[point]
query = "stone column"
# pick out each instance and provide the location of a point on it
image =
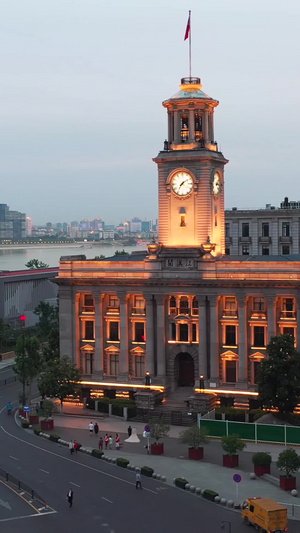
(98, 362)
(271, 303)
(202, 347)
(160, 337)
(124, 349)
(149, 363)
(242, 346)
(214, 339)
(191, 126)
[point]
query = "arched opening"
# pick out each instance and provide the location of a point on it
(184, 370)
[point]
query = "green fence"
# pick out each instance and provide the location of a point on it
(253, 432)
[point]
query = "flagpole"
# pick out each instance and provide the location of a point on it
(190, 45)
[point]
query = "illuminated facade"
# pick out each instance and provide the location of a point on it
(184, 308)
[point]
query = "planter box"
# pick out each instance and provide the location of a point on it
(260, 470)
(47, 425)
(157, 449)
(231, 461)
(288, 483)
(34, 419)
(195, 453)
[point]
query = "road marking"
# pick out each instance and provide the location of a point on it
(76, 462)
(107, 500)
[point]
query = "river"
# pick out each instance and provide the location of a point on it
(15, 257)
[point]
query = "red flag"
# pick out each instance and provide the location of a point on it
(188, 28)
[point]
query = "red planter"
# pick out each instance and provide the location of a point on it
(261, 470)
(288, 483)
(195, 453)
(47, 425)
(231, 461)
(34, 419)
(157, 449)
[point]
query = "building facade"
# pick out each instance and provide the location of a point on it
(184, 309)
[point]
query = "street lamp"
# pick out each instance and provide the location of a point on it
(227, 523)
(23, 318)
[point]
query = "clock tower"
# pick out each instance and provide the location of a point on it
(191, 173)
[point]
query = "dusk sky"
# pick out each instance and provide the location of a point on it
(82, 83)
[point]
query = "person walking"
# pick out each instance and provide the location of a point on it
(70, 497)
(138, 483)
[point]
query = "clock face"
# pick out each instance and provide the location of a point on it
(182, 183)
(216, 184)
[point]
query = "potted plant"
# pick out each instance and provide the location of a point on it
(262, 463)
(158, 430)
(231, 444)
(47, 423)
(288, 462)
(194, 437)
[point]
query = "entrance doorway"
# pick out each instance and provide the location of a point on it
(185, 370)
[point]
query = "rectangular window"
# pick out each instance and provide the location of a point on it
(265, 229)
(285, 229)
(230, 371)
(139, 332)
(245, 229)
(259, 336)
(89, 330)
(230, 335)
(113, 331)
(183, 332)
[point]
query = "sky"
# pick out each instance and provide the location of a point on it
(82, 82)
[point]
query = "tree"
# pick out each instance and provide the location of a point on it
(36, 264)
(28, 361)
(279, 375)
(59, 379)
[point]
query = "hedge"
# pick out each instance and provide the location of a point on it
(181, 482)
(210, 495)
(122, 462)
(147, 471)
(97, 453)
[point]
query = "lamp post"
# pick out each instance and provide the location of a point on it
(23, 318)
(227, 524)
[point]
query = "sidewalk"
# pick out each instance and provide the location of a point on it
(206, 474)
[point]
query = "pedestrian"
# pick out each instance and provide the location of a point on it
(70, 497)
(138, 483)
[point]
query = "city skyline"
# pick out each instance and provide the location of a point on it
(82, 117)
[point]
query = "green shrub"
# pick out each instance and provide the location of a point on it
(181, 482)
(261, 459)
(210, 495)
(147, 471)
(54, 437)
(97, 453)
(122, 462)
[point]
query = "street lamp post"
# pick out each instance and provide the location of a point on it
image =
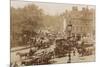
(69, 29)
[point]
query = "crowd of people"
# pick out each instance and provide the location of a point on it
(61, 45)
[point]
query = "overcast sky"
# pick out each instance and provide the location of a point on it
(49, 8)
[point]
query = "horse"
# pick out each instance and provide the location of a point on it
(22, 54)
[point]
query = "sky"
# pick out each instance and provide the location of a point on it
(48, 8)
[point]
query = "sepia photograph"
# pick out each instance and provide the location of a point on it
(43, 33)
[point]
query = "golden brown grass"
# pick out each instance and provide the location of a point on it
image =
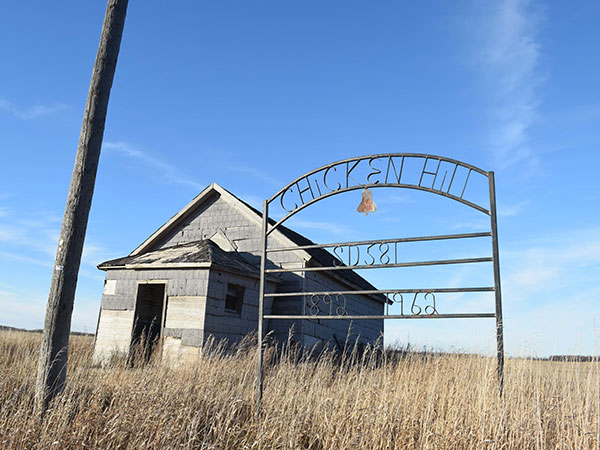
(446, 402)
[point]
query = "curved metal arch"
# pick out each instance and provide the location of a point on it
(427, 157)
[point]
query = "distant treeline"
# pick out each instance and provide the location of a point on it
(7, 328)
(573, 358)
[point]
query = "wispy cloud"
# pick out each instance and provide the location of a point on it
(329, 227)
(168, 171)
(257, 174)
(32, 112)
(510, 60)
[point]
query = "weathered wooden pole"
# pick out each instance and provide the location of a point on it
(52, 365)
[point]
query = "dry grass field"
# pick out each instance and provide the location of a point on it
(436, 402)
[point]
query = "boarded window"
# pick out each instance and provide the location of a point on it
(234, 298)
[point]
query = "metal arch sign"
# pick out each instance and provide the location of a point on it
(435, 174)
▬▬▬
#### [Objective]
Count the lines of the records above in which the string "metal" appears, and reply with that number alone.

#### [The completed task]
2